# Task requirements
Read the records below and copy each line that contains "provide".

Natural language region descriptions
= = = =

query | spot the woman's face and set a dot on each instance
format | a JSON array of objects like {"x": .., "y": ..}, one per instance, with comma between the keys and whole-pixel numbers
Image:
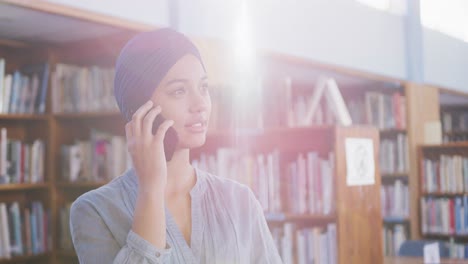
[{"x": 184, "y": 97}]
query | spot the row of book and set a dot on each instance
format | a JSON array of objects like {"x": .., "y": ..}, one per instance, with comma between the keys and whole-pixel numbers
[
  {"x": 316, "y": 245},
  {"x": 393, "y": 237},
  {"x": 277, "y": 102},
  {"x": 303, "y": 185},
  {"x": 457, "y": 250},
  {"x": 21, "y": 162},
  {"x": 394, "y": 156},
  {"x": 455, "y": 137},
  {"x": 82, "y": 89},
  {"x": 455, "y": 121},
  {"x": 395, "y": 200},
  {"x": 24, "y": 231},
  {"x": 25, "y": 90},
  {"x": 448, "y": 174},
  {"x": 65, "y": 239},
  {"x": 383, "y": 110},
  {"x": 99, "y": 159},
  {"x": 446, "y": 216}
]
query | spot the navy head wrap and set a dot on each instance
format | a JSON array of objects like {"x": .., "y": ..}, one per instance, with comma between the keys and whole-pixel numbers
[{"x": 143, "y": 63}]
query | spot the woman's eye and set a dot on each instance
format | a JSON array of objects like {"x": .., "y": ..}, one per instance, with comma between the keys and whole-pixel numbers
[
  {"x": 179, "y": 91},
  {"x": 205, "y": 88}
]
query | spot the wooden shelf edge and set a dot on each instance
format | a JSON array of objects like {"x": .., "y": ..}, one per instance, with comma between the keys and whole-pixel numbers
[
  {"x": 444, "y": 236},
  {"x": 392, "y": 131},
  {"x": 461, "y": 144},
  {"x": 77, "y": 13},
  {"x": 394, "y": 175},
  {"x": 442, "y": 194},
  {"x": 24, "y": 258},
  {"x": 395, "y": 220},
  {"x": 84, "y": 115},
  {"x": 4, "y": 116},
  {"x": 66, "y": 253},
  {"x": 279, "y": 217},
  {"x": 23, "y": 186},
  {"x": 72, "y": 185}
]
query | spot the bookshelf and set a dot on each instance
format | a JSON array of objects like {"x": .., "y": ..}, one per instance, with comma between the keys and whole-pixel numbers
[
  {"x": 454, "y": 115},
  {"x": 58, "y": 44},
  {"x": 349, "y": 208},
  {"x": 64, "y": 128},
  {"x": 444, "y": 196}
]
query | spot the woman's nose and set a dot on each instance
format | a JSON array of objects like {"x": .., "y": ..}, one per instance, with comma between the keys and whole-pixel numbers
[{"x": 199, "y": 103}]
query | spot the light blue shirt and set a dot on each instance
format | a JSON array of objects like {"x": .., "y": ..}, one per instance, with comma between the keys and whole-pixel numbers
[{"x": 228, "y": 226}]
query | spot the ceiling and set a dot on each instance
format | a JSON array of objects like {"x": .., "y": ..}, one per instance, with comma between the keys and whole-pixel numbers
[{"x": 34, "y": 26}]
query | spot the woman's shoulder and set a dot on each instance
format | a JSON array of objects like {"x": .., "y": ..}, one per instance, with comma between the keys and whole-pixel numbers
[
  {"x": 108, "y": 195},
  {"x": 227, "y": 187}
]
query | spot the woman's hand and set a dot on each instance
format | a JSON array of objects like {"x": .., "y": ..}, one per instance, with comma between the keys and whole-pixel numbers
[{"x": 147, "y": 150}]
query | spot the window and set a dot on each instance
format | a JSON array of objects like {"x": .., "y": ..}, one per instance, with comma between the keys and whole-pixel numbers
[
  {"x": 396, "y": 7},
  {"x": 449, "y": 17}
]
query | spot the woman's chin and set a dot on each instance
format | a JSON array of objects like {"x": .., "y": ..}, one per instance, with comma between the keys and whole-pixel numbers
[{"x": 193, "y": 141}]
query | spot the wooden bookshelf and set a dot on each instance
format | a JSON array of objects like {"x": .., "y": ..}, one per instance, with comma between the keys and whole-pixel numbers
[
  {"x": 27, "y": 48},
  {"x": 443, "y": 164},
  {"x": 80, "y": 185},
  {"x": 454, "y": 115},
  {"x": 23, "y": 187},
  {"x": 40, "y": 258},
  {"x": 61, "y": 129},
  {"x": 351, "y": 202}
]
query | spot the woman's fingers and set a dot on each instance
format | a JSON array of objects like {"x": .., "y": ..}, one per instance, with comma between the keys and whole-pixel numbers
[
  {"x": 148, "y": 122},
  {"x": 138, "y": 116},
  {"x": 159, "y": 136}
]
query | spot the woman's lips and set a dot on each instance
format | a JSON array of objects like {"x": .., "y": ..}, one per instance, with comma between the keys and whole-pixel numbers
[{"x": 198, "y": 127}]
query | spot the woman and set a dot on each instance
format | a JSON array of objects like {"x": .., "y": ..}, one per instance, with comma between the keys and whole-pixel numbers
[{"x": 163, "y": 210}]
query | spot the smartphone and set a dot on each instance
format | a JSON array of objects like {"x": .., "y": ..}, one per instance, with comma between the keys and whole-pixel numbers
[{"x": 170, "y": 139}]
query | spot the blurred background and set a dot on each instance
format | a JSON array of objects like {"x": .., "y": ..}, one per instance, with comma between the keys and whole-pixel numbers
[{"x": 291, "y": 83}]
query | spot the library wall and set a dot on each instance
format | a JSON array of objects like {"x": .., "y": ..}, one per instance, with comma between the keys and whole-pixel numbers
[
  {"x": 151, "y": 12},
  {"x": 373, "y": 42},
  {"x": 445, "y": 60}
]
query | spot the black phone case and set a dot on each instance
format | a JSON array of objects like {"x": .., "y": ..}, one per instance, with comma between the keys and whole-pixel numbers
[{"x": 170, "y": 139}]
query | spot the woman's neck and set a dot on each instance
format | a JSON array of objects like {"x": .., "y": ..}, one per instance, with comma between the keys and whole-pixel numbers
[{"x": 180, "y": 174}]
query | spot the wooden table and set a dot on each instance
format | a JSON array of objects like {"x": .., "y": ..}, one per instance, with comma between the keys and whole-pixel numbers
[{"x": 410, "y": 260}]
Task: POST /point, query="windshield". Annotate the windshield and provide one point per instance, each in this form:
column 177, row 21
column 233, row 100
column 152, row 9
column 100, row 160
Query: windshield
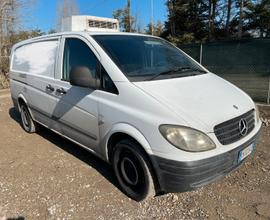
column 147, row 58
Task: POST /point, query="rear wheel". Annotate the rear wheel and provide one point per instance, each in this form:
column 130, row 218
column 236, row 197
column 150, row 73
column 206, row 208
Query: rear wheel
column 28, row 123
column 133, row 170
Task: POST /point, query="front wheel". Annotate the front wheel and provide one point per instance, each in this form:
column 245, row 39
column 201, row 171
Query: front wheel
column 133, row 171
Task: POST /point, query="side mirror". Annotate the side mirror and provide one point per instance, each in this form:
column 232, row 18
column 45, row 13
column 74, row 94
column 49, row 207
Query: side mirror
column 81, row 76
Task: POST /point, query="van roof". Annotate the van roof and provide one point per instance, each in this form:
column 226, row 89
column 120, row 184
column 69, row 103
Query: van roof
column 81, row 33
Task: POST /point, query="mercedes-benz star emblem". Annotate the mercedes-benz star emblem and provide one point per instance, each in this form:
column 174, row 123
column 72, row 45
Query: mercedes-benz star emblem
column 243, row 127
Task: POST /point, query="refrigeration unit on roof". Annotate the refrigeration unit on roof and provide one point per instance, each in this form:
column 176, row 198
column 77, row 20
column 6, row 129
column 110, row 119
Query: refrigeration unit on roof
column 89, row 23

= = = =

# Your solution
Task: POST /point, query="windshield". Annotate the windshield and provide one point per instance, each in this form:
Task: POST /point, query="rear wheel". Annotate the rear wheel and provide one point per instance, each in this form:
Task: POST /point, query="front wheel". Annotate the front wheel and provide one point per instance, each in this form:
Task: POST /point, query="side mirror". Annotate the side mirror and provide one point per instance, each in this form:
Task: POST /point, query="van roof". Annotate the van roof and provide one point per instance, each in this form:
Task: POST /point, query="mercedes-benz star emblem". Annotate the mercedes-benz star emblem and provide one point per instance, each in this form:
Task: POST /point, query="refrigeration unit on roof". Annotate the refrigeration unit on roof and provide one point per instance, each in this form:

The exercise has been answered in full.